- To do: Tally how many lines of the items below contain the string "turquoise". Reply with the number alone.

- Dataset extract:
★ ★ ★ ★ ★
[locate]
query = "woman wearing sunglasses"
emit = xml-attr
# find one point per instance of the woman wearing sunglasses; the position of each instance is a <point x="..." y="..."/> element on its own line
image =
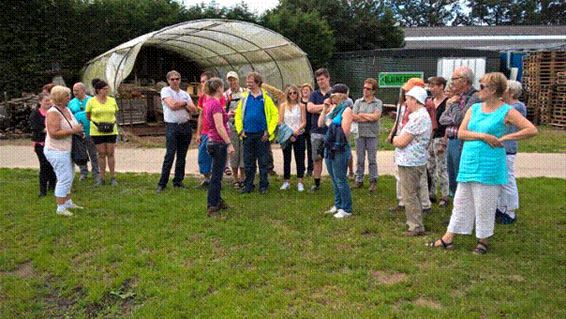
<point x="293" y="114"/>
<point x="483" y="168"/>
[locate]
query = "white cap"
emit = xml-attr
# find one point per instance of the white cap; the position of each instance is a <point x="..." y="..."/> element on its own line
<point x="232" y="74"/>
<point x="418" y="93"/>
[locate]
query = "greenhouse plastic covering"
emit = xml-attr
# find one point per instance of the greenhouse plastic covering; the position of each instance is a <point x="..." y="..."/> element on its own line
<point x="217" y="45"/>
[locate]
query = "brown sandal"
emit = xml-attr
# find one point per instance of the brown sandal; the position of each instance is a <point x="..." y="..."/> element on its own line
<point x="481" y="248"/>
<point x="444" y="245"/>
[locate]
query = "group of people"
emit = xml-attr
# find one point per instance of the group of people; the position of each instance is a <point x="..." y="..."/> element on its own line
<point x="454" y="137"/>
<point x="53" y="124"/>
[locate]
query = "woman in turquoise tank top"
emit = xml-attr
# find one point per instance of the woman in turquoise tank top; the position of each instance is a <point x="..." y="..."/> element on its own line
<point x="483" y="166"/>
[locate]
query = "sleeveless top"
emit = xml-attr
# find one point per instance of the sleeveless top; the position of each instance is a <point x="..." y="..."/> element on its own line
<point x="292" y="117"/>
<point x="61" y="144"/>
<point x="480" y="162"/>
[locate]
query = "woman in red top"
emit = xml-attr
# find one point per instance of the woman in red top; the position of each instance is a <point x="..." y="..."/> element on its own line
<point x="219" y="144"/>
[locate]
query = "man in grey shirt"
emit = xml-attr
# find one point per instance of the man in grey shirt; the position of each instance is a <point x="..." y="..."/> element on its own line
<point x="177" y="105"/>
<point x="366" y="113"/>
<point x="462" y="82"/>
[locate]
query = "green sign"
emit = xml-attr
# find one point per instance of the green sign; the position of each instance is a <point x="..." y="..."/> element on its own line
<point x="396" y="79"/>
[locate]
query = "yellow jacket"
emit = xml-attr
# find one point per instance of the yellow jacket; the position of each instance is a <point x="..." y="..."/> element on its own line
<point x="271" y="114"/>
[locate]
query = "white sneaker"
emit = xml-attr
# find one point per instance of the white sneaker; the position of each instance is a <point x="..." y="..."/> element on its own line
<point x="342" y="214"/>
<point x="65" y="212"/>
<point x="332" y="210"/>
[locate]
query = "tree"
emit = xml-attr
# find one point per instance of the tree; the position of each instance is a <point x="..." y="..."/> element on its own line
<point x="425" y="13"/>
<point x="306" y="29"/>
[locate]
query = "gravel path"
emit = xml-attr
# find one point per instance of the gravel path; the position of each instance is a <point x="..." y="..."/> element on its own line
<point x="149" y="160"/>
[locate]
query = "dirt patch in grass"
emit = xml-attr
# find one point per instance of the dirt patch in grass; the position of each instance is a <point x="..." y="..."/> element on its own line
<point x="429" y="303"/>
<point x="388" y="278"/>
<point x="124" y="298"/>
<point x="23" y="270"/>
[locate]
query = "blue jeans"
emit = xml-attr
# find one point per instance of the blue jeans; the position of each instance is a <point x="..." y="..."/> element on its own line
<point x="338" y="170"/>
<point x="453" y="159"/>
<point x="178" y="137"/>
<point x="219" y="154"/>
<point x="204" y="159"/>
<point x="255" y="150"/>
★ ★ ★ ★ ★
- Task solution: 2